(DO THIS)
In the data below, take the lines from the one containing "cloudy sky in the photo above." through the end of the data and format them as a JSON list of strings, with one string per line and blank lines omitted.

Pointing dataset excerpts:
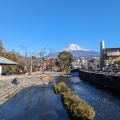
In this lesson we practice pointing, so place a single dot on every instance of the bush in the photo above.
(77, 108)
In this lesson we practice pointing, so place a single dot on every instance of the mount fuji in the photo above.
(78, 51)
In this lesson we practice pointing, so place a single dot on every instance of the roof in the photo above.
(5, 61)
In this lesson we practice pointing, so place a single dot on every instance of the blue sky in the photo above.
(36, 24)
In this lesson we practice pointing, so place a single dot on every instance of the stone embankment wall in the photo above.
(8, 89)
(106, 80)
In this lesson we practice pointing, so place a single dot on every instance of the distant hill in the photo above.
(78, 51)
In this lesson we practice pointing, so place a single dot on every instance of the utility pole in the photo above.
(31, 65)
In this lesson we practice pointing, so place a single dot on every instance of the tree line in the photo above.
(37, 59)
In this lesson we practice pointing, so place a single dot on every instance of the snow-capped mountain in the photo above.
(74, 47)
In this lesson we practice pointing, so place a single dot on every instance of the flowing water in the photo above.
(40, 102)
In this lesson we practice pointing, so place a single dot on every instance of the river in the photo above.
(40, 102)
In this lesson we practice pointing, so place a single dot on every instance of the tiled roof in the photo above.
(5, 61)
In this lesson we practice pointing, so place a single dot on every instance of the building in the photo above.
(5, 61)
(108, 55)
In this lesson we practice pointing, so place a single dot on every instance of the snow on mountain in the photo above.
(74, 47)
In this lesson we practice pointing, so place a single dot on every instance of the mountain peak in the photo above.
(74, 47)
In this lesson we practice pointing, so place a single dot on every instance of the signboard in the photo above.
(114, 53)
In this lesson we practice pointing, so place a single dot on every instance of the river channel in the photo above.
(40, 102)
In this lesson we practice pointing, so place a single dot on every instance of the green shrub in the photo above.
(77, 108)
(61, 87)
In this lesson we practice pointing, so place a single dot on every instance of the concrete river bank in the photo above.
(40, 102)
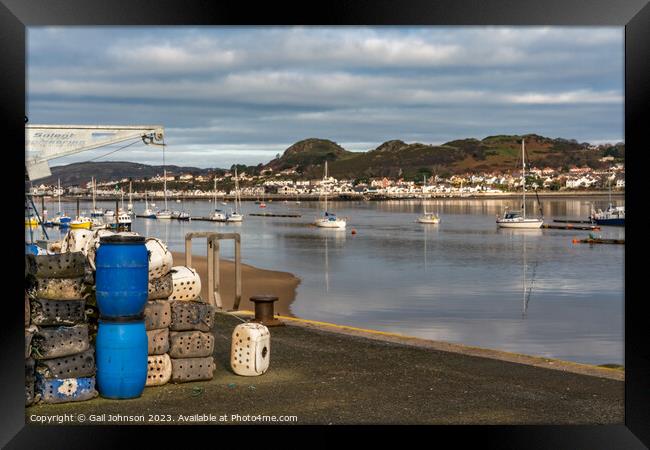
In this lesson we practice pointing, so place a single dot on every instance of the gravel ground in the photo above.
(323, 377)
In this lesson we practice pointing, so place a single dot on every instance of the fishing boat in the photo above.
(95, 212)
(612, 216)
(427, 217)
(165, 213)
(328, 219)
(235, 215)
(81, 222)
(516, 219)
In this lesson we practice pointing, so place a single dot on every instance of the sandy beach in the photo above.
(254, 281)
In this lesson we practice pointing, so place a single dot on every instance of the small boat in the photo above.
(329, 220)
(515, 219)
(81, 222)
(427, 217)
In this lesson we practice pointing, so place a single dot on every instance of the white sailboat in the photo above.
(148, 212)
(217, 215)
(95, 212)
(165, 213)
(329, 220)
(427, 217)
(236, 216)
(516, 219)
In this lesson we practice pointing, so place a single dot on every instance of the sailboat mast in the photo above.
(523, 174)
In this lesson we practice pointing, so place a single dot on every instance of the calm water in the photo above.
(464, 280)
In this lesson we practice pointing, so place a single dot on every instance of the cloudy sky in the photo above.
(243, 94)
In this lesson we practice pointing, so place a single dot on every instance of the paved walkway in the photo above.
(324, 377)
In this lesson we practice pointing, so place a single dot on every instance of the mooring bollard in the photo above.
(264, 310)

(ANSWER FOR THIS EXERCISE)
[
  "In this lesson we practice pointing, so place a single dot on every instance of the cloudy sky in the photo above.",
  "(243, 94)",
  "In this lesson we practice pointing, so place a single dot on every instance of the paved walkway in the photo above.",
  "(324, 377)",
  "In this lesson we practice pointing, so place a single dot on every instance of the mooring bollard in the photo above.",
  "(264, 310)"
]